QUOTED PASSAGE:
2. The flash memory device according to claim 1, wherein the second power source pulls up a voltage on the source line to a third voltage during the first time period, and holds the voltage on the source line to the third voltage during the second time period,

wherein the third voltage is lower than the first voltage.

3. The flash memory device according to claim 2, wherein a voltage of operation power of the first power source is higher than the first voltage.

4. The flash memory device according to claim 1, wherein during the first time period the second power source holds a voltage on the source line on a third voltage, and during a third time period, the second power source pulls up the voltage on the source line to a fourth voltage to charge up the voltages on the local bit line and the global bit line to a fifth voltage,

wherein the fourth voltage is lower than the fifth voltage, and the third time period is between the first time period and the second time period.

5. The flash memory device according to claim 4, wherein a voltage of operation power of the first power source is equal to or lower than the fifth voltage.

6. The flash memory device according to claim 1, wherein a voltage of the selection signal is pulled up to a third voltage to turn on the selection switch during the first time period, and the voltage of the selection signal is pulled down to a fourth voltage, to turned-off the selection switch during the second time period,

wherein the third voltage is higher than the first voltage, and the fourth voltage is lower than the first voltage.

7. The flash memory device according to claim 1, wherein the source line and the global bit line are disposed on different metal layers.

8. The flash memory device according to claim 1, wherein the source line comprises a first sub-source line and a second sub-source line, the first sub-source line and the second sub-source line are respectively disposed on a first metal layer and a second metal layer, and the global bit line is disposed on a third metal layer,

wherein the third metal layer is between the first metal layer and the second metal layer.

9. The flash memory device according to claim 1, further comprising:

a capacitor, formed between the global bit line and the source line by a coupling effect.

REQUEST A:
Copy the records word for word, starting at the beginning of the records and stopping after the line that contains "45L214 146L207 259L225". Leave the pictures out.
The patent claims above have no connection to the records that follow them.

RECORD EXTRACTS:
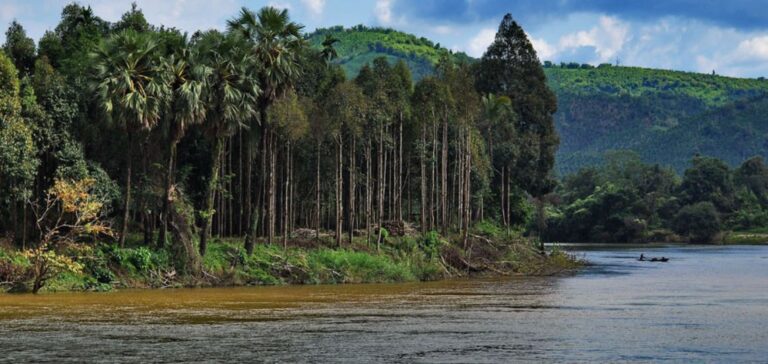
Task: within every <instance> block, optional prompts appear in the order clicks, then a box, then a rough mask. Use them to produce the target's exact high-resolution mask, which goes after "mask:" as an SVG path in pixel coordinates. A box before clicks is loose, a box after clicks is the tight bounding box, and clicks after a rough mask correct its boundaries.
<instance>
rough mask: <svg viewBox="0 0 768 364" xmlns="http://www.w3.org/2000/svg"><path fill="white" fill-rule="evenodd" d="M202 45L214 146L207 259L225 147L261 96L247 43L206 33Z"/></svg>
mask: <svg viewBox="0 0 768 364" xmlns="http://www.w3.org/2000/svg"><path fill="white" fill-rule="evenodd" d="M198 42H199V47H200V48H199V50H198V52H200V54H201V55H202V56H203V57H202V59H201V62H202V64H204V65H205V66H206V67H208V68H210V76H209V77H208V79H207V81H206V88H205V89H206V90H205V100H204V101H205V105H206V106H207V108H208V110H207V111H206V119H205V129H206V134H207V135H208V137H209V138H210V140H211V142H212V153H211V160H212V162H211V172H210V174H209V179H208V183H207V187H206V192H205V201H204V205H203V210H202V212H201V215H202V216H201V224H200V225H201V229H200V254H201V255H205V251H206V248H207V241H208V238H209V237H210V234H211V221H212V218H213V215H214V213H215V211H214V206H213V204H214V197H215V193H216V189H217V188H218V184H219V173H220V170H221V161H222V153H224V144H225V143H226V140H227V138H228V137H230V136H231V135H232V134H233V133H234V132H235V131H236V130H237V129H238V128H240V127H242V126H243V125H244V123H245V122H247V121H248V120H250V119H251V118H252V117H253V115H254V114H255V111H256V110H255V109H254V105H255V100H256V97H258V95H259V94H260V92H261V89H260V88H259V85H258V84H257V83H256V82H254V81H256V79H255V77H254V74H255V72H256V66H257V64H256V63H255V62H254V61H255V60H254V58H253V56H252V54H251V53H250V52H249V50H248V45H247V43H245V42H244V40H243V38H241V37H240V36H238V35H236V34H222V33H219V32H217V31H209V32H207V33H205V34H204V35H203V36H202V37H201V39H200V40H199V41H198Z"/></svg>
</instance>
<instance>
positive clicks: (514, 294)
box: [0, 246, 768, 363]
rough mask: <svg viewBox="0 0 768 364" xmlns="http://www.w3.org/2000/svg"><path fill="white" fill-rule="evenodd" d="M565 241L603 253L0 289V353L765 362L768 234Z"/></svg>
mask: <svg viewBox="0 0 768 364" xmlns="http://www.w3.org/2000/svg"><path fill="white" fill-rule="evenodd" d="M569 249H570V250H573V251H578V254H580V255H584V256H585V257H586V258H587V259H588V260H589V261H591V262H592V263H593V264H594V265H593V266H591V267H588V268H586V269H585V270H584V271H582V272H581V273H578V274H575V275H572V276H568V277H558V278H505V279H492V280H491V279H482V280H452V281H441V282H431V283H409V284H369V285H338V286H292V287H252V288H216V289H213V288H207V289H180V290H133V291H119V292H110V293H58V294H42V295H38V296H32V295H0V361H3V362H11V363H20V362H28V361H34V362H52V363H61V362H99V361H101V362H136V363H139V362H241V361H242V362H263V361H265V362H351V363H361V362H462V363H463V362H517V361H531V362H622V361H625V362H636V361H639V362H644V361H672V362H690V361H694V362H701V361H706V362H727V363H732V362H768V246H744V247H742V246H730V247H714V246H711V247H703V246H687V247H674V246H672V247H653V248H651V247H643V248H628V247H609V246H602V247H591V248H586V247H579V248H576V247H571V248H569ZM640 253H645V255H646V256H661V255H663V256H667V257H669V258H670V259H671V260H670V262H668V263H650V262H639V261H637V260H636V258H637V257H638V256H639V255H640Z"/></svg>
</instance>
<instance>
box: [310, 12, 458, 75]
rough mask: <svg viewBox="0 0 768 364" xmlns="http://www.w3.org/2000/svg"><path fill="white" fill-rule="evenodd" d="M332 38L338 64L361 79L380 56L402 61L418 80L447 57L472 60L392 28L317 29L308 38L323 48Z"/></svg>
mask: <svg viewBox="0 0 768 364" xmlns="http://www.w3.org/2000/svg"><path fill="white" fill-rule="evenodd" d="M328 36H330V37H333V38H334V39H336V40H338V43H337V44H335V45H334V48H335V49H336V52H337V57H338V58H336V60H335V61H334V63H337V64H339V65H341V67H342V69H344V72H345V73H346V74H347V76H348V77H355V76H357V74H358V73H359V72H360V69H361V68H363V66H364V65H366V64H369V63H371V62H373V60H374V59H376V58H379V57H385V58H386V59H387V61H388V62H389V63H391V64H395V63H397V62H398V61H401V60H402V61H403V62H405V64H406V65H408V68H409V69H410V70H411V73H412V74H413V78H414V79H415V80H417V81H418V80H420V79H422V78H424V77H426V76H429V75H432V74H434V67H435V65H436V64H437V63H438V61H440V59H442V58H444V57H451V58H452V59H453V60H454V61H455V62H469V61H471V58H470V57H469V56H467V55H466V54H464V53H453V52H451V51H450V50H447V49H445V48H442V47H441V46H440V44H435V43H433V42H432V41H430V40H429V39H426V38H424V37H416V36H414V35H412V34H407V33H403V32H400V31H397V30H394V29H390V28H369V27H366V26H364V25H357V26H354V27H352V28H344V27H342V26H335V27H330V28H321V29H317V30H316V31H314V32H313V33H312V34H309V35H308V36H307V39H308V41H309V43H310V44H311V45H312V46H313V47H315V48H318V49H319V48H320V47H321V46H322V43H323V42H324V41H325V40H326V37H328Z"/></svg>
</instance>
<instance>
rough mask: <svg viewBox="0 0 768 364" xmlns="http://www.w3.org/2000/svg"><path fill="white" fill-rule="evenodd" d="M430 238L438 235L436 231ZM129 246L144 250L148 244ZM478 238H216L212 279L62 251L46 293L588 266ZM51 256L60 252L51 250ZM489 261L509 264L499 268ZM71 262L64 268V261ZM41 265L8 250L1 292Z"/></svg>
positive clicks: (418, 274) (6, 256)
mask: <svg viewBox="0 0 768 364" xmlns="http://www.w3.org/2000/svg"><path fill="white" fill-rule="evenodd" d="M430 236H435V237H436V236H438V235H437V233H435V232H433V233H431V234H430ZM136 238H137V239H135V241H130V240H131V239H129V245H132V246H133V245H134V244H140V238H139V237H138V236H136ZM486 239H488V238H486V237H482V236H480V235H478V236H477V237H476V240H475V245H474V247H473V248H472V249H470V250H467V251H464V250H463V249H462V248H461V247H459V246H455V245H453V244H450V243H447V242H446V241H444V240H442V239H441V240H440V241H438V245H436V246H430V245H429V244H430V243H429V241H428V240H429V238H426V239H421V238H418V237H403V238H397V239H392V240H390V243H389V244H387V245H385V246H383V247H382V251H381V252H376V251H375V247H371V246H368V245H366V244H365V242H364V241H363V240H360V239H358V240H356V241H355V243H354V244H353V245H352V246H350V247H347V248H333V247H332V246H333V239H332V238H330V237H324V239H323V240H322V242H321V243H319V244H318V243H314V242H309V243H308V244H309V245H307V246H303V247H299V246H290V247H288V248H287V249H286V248H284V247H283V246H282V245H269V244H257V245H256V246H255V247H254V252H253V254H251V255H248V254H247V253H246V251H245V249H244V248H243V246H242V244H240V243H239V242H238V241H237V240H233V239H226V240H219V239H216V238H214V239H213V240H211V242H210V244H209V246H208V252H207V254H206V255H205V259H204V262H203V272H204V274H202V275H200V276H190V275H183V274H179V273H178V271H177V270H176V269H175V268H174V266H173V263H172V261H171V258H170V256H171V253H170V251H168V250H166V249H160V250H155V249H151V248H147V247H144V246H136V247H131V248H120V247H119V246H118V245H117V244H114V243H112V244H106V243H105V244H96V245H88V246H82V247H80V248H79V249H68V250H63V251H61V252H59V253H56V256H57V259H59V260H60V261H62V262H66V264H67V265H69V267H66V266H63V265H62V266H61V267H60V268H59V269H60V270H59V271H57V272H56V274H55V275H51V276H50V277H49V281H48V282H46V284H45V285H44V287H42V288H43V289H44V290H45V291H47V292H55V291H72V290H75V291H83V290H85V291H108V290H112V289H120V288H174V287H190V286H193V287H205V286H233V285H238V286H240V285H282V284H336V283H376V282H408V281H419V280H420V281H427V280H436V279H444V278H449V277H461V276H465V275H468V274H479V273H490V274H497V275H498V274H502V275H516V274H528V275H542V274H546V275H551V274H557V273H560V272H564V271H570V270H573V269H576V268H578V267H580V266H581V265H582V264H583V263H582V262H581V261H579V260H578V259H577V258H575V257H573V256H570V255H568V254H566V253H564V252H562V251H560V250H557V249H556V250H555V251H553V252H552V253H550V254H549V255H544V256H542V255H541V254H540V253H539V251H538V250H537V249H536V248H535V247H534V246H532V245H530V242H529V241H528V240H524V239H519V238H518V239H515V242H514V243H505V244H504V246H505V249H503V250H494V247H493V246H492V245H491V244H490V243H488V241H487V240H486ZM47 254H54V253H53V252H52V251H48V253H47ZM489 258H491V259H493V260H496V261H499V262H503V263H496V264H492V263H489ZM62 264H64V263H62ZM32 270H33V260H32V259H30V258H29V257H28V256H27V255H25V254H23V253H21V252H17V251H14V250H7V249H2V248H0V287H5V288H7V289H9V290H11V291H14V292H25V291H29V290H32V287H31V286H27V285H26V284H27V283H29V282H31V280H29V279H28V278H26V277H28V276H29V275H31V274H32Z"/></svg>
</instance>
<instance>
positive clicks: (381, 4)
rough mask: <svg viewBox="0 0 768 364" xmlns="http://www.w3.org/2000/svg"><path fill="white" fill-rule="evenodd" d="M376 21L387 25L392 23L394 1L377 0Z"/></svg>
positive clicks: (376, 1) (375, 11) (391, 0)
mask: <svg viewBox="0 0 768 364" xmlns="http://www.w3.org/2000/svg"><path fill="white" fill-rule="evenodd" d="M374 11H375V12H376V20H378V21H379V23H381V24H384V25H387V24H391V23H392V0H376V7H375V9H374Z"/></svg>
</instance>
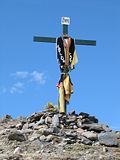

REQUEST B:
Quote the entire text of the flash memory device claims without any changes.

EXPECTED ANSWER A:
Task: within every <instance> block, optional prompts appear in the order clicks, then a box, then a rough mask. Use them to produce the target's exact high-resolution mask, which goes after "mask:" as an SVG path in pixel coordinates. A box before clicks is loose, a box after clicks is the tight bounding box, and clicks after a rough mask correct its boundaries.
<instance>
rough mask: <svg viewBox="0 0 768 364" xmlns="http://www.w3.org/2000/svg"><path fill="white" fill-rule="evenodd" d="M202 45L214 146L207 259L225 147L261 96L247 43L206 33Z"/></svg>

EXPECTED ANSWER B:
2. The flash memory device according to claim 1, wherein the second power source pulls up a voltage on the source line to a third voltage during the first time period, and holds the voltage on the source line to the third voltage during the second time period,

wherein the third voltage is lower than the first voltage.

3. The flash memory device according to claim 2, wherein a voltage of operation power of the first power source is higher than the first voltage.

4. The flash memory device according to claim 1, wherein during the first time period the second power source holds a voltage on the source line on a third voltage, and during a third time period, the second power source pulls up the voltage on the source line to a fourth voltage to charge up the voltages on the local bit line and the global bit line to a fifth voltage,

wherein the fourth voltage is lower than the fifth voltage, and the third time period is between the first time period and the second time period.

5. The flash memory device according to claim 4, wherein a voltage of operation power of the first power source is equal to or lower than the fifth voltage.

6. The flash memory device according to claim 1, wherein a voltage of the selection signal is pulled up to a third voltage to turn on the selection switch during the first time period, and the voltage of the selection signal is pulled down to a fourth voltage, to turned-off the selection switch during the second time period,

wherein the third voltage is higher than the first voltage, and the fourth voltage is lower than the first voltage.

7. The flash memory device according to claim 1, wherein the source line and the global bit line are disposed on different metal layers.

8. The flash memory device according to claim 1, wherein the source line comprises a first sub-source line and a second sub-source line, the first sub-source line and the second sub-source line are respectively disposed on a first metal layer and a second metal layer, and the global bit line is disposed on a third metal layer,

wherein the third metal layer is between the first metal layer and the second metal layer.

9. The flash memory device according to claim 1, further comprising:

a capacitor, formed between the global bit line and the source line by a coupling effect.